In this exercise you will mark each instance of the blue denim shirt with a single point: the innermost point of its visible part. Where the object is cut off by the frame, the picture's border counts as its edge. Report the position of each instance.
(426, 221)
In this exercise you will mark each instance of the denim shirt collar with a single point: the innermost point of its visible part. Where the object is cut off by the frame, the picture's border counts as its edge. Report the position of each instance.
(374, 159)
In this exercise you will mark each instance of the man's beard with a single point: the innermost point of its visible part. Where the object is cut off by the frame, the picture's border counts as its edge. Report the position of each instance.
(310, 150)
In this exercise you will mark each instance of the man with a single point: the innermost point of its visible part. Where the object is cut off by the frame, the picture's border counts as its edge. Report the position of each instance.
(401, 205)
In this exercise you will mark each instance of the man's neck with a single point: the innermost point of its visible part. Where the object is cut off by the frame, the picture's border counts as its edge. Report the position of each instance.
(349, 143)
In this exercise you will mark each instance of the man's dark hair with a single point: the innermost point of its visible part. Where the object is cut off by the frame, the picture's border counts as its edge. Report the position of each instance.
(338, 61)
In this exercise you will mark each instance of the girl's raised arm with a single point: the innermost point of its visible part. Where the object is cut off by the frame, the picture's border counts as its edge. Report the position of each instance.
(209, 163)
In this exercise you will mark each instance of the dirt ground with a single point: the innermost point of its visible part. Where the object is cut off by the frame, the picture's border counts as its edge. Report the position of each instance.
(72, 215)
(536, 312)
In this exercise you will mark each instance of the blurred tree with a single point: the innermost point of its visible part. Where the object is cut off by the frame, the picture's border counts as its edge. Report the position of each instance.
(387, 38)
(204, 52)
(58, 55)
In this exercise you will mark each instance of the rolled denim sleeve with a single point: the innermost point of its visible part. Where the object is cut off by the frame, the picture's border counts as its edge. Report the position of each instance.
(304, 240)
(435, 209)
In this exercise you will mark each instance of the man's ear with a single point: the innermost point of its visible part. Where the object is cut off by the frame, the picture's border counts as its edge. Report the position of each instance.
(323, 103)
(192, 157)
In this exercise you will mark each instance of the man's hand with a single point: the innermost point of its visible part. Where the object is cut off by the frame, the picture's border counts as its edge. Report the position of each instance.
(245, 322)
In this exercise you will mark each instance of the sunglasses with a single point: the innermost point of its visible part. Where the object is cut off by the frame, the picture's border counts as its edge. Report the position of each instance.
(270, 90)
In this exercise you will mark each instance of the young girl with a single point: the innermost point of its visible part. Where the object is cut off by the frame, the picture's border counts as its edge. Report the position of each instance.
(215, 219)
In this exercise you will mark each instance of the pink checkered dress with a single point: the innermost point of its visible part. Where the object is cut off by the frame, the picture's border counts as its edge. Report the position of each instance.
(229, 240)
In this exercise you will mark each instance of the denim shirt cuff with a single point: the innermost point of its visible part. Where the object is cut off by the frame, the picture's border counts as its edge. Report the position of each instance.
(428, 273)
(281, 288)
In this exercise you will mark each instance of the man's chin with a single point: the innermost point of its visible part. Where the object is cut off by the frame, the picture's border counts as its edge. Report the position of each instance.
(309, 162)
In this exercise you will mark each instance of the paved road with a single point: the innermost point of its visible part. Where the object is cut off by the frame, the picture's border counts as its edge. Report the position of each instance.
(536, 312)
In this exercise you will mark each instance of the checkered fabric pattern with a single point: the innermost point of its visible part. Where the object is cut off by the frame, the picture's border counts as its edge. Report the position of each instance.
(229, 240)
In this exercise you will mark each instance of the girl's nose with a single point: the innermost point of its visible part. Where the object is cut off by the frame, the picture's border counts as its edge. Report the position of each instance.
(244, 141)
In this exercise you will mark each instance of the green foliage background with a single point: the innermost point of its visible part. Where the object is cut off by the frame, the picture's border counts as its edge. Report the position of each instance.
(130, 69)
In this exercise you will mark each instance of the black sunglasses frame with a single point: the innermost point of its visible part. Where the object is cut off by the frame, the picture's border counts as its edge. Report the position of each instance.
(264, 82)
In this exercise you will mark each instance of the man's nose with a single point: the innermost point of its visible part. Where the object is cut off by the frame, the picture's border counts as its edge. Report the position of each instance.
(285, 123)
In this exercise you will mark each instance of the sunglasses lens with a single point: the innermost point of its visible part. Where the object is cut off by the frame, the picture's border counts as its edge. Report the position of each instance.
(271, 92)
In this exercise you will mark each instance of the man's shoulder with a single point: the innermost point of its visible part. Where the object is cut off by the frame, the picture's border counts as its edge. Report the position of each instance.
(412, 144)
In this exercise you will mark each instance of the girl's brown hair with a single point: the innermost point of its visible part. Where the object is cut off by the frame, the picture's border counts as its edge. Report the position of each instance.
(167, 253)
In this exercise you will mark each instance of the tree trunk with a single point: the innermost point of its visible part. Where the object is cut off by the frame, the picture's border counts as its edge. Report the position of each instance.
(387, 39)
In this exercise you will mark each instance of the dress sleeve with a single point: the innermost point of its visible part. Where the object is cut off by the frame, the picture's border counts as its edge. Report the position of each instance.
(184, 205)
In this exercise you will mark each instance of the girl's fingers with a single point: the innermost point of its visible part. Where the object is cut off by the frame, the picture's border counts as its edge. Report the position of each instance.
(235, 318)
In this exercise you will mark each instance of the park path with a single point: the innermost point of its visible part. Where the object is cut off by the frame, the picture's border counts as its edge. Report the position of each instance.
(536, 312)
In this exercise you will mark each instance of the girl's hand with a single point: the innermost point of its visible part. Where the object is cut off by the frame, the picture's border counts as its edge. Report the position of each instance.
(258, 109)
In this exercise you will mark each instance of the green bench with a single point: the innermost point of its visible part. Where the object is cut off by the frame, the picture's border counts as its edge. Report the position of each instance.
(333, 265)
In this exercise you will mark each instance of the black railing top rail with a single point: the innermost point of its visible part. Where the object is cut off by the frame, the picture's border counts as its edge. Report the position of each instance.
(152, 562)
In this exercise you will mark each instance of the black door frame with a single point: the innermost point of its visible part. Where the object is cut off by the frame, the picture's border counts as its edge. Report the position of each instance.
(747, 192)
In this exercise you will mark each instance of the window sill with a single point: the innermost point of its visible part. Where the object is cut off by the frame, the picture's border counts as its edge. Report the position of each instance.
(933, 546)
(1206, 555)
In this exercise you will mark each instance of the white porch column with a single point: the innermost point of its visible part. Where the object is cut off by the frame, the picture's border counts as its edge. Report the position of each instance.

+--

What you should do: Give back all the data exactly as it was written.

Reply:
In this exercise you will mark each instance of the blue denim shirt with a single point: the innermost point of its visible part. Where the object is cut off by the frame, the picture's border counts as its edge. Report the position of each instance.
(426, 221)
In this exercise you will mark each instance of the denim shirt collar with a single point: the innermost point of its visible part. Where the object is cut off by the frame, the picture's border counts as its edge. Report the position of each instance.
(374, 159)
In this exercise you will mark each instance of the man's beard with a single point: the innermost point of its visible part. Where the object is cut off by the frame, the picture's border counts as its edge. Report the position of each instance.
(310, 150)
In this exercise you will mark each instance of the man with a single point: the innermost point of its visible part. Where the object is cut off by the frame, the picture's border counts as its edge. Report the position of each instance.
(401, 205)
In this exercise you will mark each instance of the man's neck with a single point: the innermost point of its visible part. Where the object is cut off by the frame, the picture's border counts as its edge. Report the position of each instance.
(349, 143)
In this exercise you will mark each instance of the man's dark hair with a single point: the innermost point of its visible part. Where the object is cut off by the frame, the picture's border counts as its edge. Report the position of each instance.
(338, 61)
In this exercise you will mark each instance of the girl's raised arm with a single point: the innermost point of its visible part. Where the object is cut off by the frame, the picture's border counts as its edge. Report the position of each instance.
(209, 163)
In this exercise you will mark each instance of the dirt ground with a single point: the innermost point of its visible part. Where the object is cut off by the frame, the picture's border counts as its edge. Report the position of each instance.
(72, 215)
(536, 312)
In this exercise you will mark each instance of the blurred tree with a single point: the innermost point of its visible part. Where the object is cut off by the frame, the picture's border counts as its edge. Report the position of each instance.
(387, 38)
(204, 52)
(58, 55)
In this exercise you will mark each instance of the rolled denim sleeve with a single point: the innermost point of its visible part. Where the object is cut off by the frame, the picture's border counts as its edge. Report the position of each instance.
(304, 240)
(435, 209)
In this exercise you will mark each instance of the man's ear with a single point: the innermost point of its visible part. Where the object is cut off by the frame, the picture's border counts as its edge. Report the position of each instance.
(323, 103)
(192, 157)
In this exercise you will mark each instance of the man's hand with a single point: the innermost point of its visible part. Where the object is cut off by the frame, the picture's border counts as its edge. Report the position of each instance.
(245, 322)
In this exercise you will mark each instance of the sunglasses with a single point: the innermost point of its visible part. Where the object is cut off by the frame, the picture's border counts as its edge. Report the position of each instance.
(270, 90)
In this exercise you will mark each instance of the young girl with a single point: the innermost point of its visible part. Where the object is cut off by the frame, the picture's border counts as its edge. Report the position of each instance.
(215, 219)
In this exercise you will mark each instance of the pink checkered dress with a single point: the innermost point of its visible part. Where the object is cut off by the frame, the picture's border counts as its edge. Report the position of each instance.
(229, 240)
In this exercise you will mark each instance of the denim shirt cuff with a single point: the innermost point of its visible part. Where the object is cut off by the frame, the picture's border counts as its edge. Report the position of each instance.
(428, 273)
(281, 288)
In this exercise you will mark each instance of the man's chin with a single point: the innermost point of its visible part. Where the object is cut off by the frame, the picture's border counts as its edge. Report the position of each instance.
(309, 162)
In this exercise you will mark each instance of the paved road with a single point: the innermost point of its visible part. Where the object is cut off by the frame, the picture's border counts as its edge. Report the position of each instance.
(536, 312)
In this exercise you will mark each instance of the checkered fabric pattern with a single point: the innermost point of its visible part. Where the object is cut off by the frame, the picture's border counts as its edge. Report the position of each instance.
(229, 240)
In this exercise you will mark each instance of the girl's nose with a single point: the innermost point of its visible part. Where the object is cut off by the frame, the picture's border counts as its edge. Report the position of each instance.
(244, 141)
In this exercise you will mark each instance of the green foliage background with a single point: the innermost point of its visible part. Where the object is cut off by the frame, the picture's border counts as its edge. Report the position of each instance.
(130, 69)
In this exercise you will mark each instance of the black sunglasses frame with a single point: the innermost point of its visible part. Where the object is cut off by the frame, the picture's border counts as its edge. Report the position of each instance.
(264, 82)
In this exercise you will mark each instance of the man's nose with a single point: the innermost point of its visible part. Where the object is cut off by the frame, the picture's border counts as its edge. Report the position of each instance.
(285, 123)
In this exercise you will mark each instance of the sunglasses lens with a single point: the innermost point of its visible part. Where the object is cut off by the frame, the picture's border counts as its edge. Report the position of each instance.
(271, 92)
In this exercise you will mark each instance of the man's shoulder with a single point: the innermost point of its visible part. Where the object is cut off by the frame, the picture's border counts as its edge. Report the position of each instance.
(412, 144)
In this exercise you will mark each instance of the girl's brown hair with a single point: the innermost point of its visible part. Where the object is cut off by the frame, the picture's border counts as its edge. Report the position of each instance.
(167, 253)
In this exercise you will mark each instance of the tree trunk with a single point: the innermost point of its visible part. Where the object is cut off by the frame, the picture's border counts as its edge. Report the position of each instance.
(387, 39)
In this exercise you will mark each instance of the dress sleeve with a single point: the innermost point of its visible part. Where the object is cut off by the frame, the picture's border counts as its edge. Report the position of each instance.
(184, 205)
In this exercise you will mark each instance of the girl's fingers with a single point: the innermost point of its visible part. Where the object is cut off by the frame, the picture's border counts as its edge. Report the position of each instance.
(235, 318)
In this exercise you will mark each instance of the park path with a single point: the innermost point of its visible part. Where the object is cut off by the frame, the picture's border counts as its edge. Report the position of each instance.
(536, 312)
In this exercise you will mark each instance of the girl's hand with a single point: the innermost point of its visible part. Where the object is cut off by the frame, the picture's border counts as its edge. Report the position of each instance.
(258, 109)
In this exercise you will mark each instance of the green bench with a single point: the innermost point of its visible part. Where the object is cut off by the frame, the picture's border counts as its edge. Report the position of each instance.
(333, 265)
In this exercise you will mark each instance of the black railing top rail with a single point: the innermost point of its visible part. Where the object is cut off by the frame, the picture's border counts as its edge. Report the position of each instance.
(152, 562)
In this exercise you will mark each instance of the black door frame with a single point: the innermost point of its visible part. Where the object is cut off by the frame, the picture's border counts as its edge. Report the position of each instance.
(747, 192)
In this exercise you will mark each instance of the window sill with a single point: the innermost point of its visible part. Where the object is cut off by the frame, the picture's border counts as its edge. Report the position of each instance.
(933, 546)
(1206, 555)
In this exercise you will mark each instance of the white porch column with a single point: the innermost point of its visible part. Where the object is cut off by the frame, the picture's border counts as its edge. Report the position of each instance.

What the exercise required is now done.